### Exercise brief
Please copy out the lines below word for word, starting at the first line of the items and stopping after the line that contains "POLYGON ((86 35, 53 42, 66 131, 86 35))".

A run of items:
******
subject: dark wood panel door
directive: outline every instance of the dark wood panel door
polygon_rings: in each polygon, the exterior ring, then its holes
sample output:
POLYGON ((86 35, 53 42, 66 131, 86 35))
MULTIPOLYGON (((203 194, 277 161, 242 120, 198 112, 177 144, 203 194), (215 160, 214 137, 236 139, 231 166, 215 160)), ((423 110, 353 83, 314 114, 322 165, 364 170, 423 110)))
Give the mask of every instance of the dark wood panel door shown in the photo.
******
### Task solution
subject: dark wood panel door
directive: outline every instance of the dark wood panel door
polygon_rings: in each polygon, the exterior ring, then its holes
sample output:
POLYGON ((86 35, 53 42, 66 131, 86 35))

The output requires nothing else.